■ **Do this**: Take everything from the line containing "Our analyst would like the girl's smiling" down through the line containing "left=2, top=84, right=300, bottom=450" and change each "analyst" to "annotator". Return only those lines, leaving everything else unchanged.

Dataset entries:
-------------------------

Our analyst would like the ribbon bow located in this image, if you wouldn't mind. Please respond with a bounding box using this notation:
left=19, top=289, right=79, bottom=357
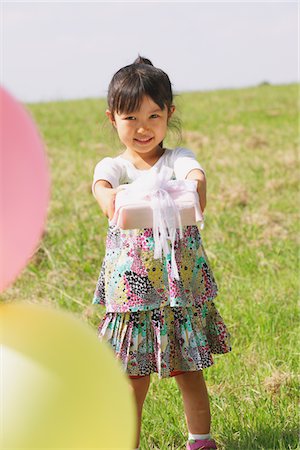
left=111, top=166, right=203, bottom=280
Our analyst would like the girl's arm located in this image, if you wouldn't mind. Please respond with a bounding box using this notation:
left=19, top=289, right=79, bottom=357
left=94, top=180, right=119, bottom=220
left=186, top=169, right=206, bottom=212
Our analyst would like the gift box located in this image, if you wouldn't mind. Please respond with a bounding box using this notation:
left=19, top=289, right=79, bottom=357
left=110, top=167, right=204, bottom=280
left=111, top=180, right=204, bottom=230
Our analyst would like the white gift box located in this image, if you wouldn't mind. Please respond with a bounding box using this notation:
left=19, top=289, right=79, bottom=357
left=109, top=167, right=204, bottom=280
left=110, top=180, right=204, bottom=230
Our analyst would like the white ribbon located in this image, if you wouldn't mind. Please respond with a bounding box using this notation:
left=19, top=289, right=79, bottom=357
left=110, top=166, right=204, bottom=280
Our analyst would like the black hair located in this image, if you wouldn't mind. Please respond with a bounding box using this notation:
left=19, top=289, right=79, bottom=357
left=107, top=56, right=173, bottom=114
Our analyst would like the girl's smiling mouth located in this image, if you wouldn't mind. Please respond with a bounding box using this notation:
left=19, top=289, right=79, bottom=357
left=134, top=137, right=153, bottom=144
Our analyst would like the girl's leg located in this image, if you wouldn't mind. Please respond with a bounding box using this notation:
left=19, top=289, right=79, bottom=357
left=130, top=375, right=150, bottom=448
left=175, top=370, right=211, bottom=434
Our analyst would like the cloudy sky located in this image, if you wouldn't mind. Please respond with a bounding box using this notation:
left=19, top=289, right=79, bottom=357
left=1, top=1, right=299, bottom=102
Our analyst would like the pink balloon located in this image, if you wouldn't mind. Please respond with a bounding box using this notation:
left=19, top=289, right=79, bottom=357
left=0, top=87, right=50, bottom=292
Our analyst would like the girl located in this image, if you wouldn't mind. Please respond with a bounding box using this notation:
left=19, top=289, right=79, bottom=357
left=93, top=57, right=231, bottom=450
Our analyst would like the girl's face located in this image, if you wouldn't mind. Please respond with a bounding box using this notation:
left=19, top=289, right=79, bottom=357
left=106, top=96, right=175, bottom=155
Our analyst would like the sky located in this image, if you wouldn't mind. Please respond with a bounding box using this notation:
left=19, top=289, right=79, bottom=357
left=0, top=0, right=299, bottom=102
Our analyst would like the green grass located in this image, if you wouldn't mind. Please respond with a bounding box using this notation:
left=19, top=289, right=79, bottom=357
left=2, top=84, right=300, bottom=450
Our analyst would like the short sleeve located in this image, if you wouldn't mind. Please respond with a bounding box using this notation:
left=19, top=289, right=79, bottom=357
left=173, top=148, right=205, bottom=180
left=92, top=157, right=122, bottom=196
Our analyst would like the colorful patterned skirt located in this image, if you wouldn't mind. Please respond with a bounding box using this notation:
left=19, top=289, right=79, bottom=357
left=93, top=226, right=231, bottom=378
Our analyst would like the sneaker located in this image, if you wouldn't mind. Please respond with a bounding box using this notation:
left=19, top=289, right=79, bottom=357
left=186, top=439, right=218, bottom=450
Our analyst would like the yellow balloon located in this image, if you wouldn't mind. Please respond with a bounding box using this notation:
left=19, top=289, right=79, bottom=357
left=0, top=303, right=136, bottom=450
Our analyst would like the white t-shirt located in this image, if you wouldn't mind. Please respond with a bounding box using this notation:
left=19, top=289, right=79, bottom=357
left=92, top=147, right=205, bottom=196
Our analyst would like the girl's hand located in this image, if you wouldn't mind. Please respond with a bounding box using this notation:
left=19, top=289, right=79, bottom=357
left=95, top=180, right=122, bottom=220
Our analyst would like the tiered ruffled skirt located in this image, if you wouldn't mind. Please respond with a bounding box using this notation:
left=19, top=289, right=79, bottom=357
left=93, top=226, right=231, bottom=378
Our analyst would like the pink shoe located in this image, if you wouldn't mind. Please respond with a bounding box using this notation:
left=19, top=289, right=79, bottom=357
left=186, top=439, right=218, bottom=450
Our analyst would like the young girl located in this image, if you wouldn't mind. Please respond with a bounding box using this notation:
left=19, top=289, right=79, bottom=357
left=93, top=57, right=231, bottom=450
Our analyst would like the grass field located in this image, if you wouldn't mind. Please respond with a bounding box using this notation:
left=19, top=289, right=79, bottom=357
left=1, top=84, right=300, bottom=450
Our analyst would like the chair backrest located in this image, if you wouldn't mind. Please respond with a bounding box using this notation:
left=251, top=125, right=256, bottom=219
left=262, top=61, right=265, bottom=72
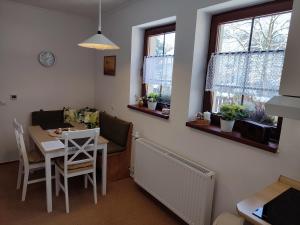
left=13, top=119, right=29, bottom=165
left=62, top=128, right=100, bottom=173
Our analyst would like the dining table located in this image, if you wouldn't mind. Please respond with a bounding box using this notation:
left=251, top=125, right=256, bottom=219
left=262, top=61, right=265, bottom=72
left=28, top=123, right=109, bottom=213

-------------------------

■ **Output below**:
Our annotator would like the girl's smiling mouth located in this image, if you wouldn't mind. Please respond with a bounding box using this notation:
left=19, top=289, right=79, bottom=357
left=134, top=137, right=153, bottom=144
Our annotator would like the girl's leg located in this image, if you wouldn't mind. Please respond with a bounding box using this notation:
left=19, top=289, right=79, bottom=357
left=130, top=375, right=150, bottom=448
left=175, top=370, right=211, bottom=434
Our annotator would like the cloudy sky located in this image, if you wouldn't mind. Please respond with a bounding box using this notation:
left=19, top=289, right=79, bottom=357
left=1, top=1, right=299, bottom=102
Our annotator would like the pink balloon located in this image, if you wouldn't mind. Please respond with a bounding box using this notation:
left=19, top=289, right=79, bottom=357
left=0, top=87, right=50, bottom=292
Our annotator would like the girl located in this image, if you wouldn't mind. Please respond with a bounding box using this notation:
left=19, top=289, right=79, bottom=357
left=93, top=57, right=231, bottom=450
Our annotator would like the girl's face located in this image, if you wouldn't mind. Please respond with a bounding box using this notation:
left=19, top=289, right=79, bottom=357
left=106, top=96, right=175, bottom=155
Our annotator would like the sky located in this image, if you wouldn't mind. Please respond with a bounding box using this notation:
left=19, top=289, right=79, bottom=357
left=0, top=0, right=299, bottom=102
Our annotator would like the green grass located in this image, if you wouldn't mind. Please respond with a bounding box using this notation:
left=19, top=289, right=79, bottom=357
left=2, top=84, right=300, bottom=450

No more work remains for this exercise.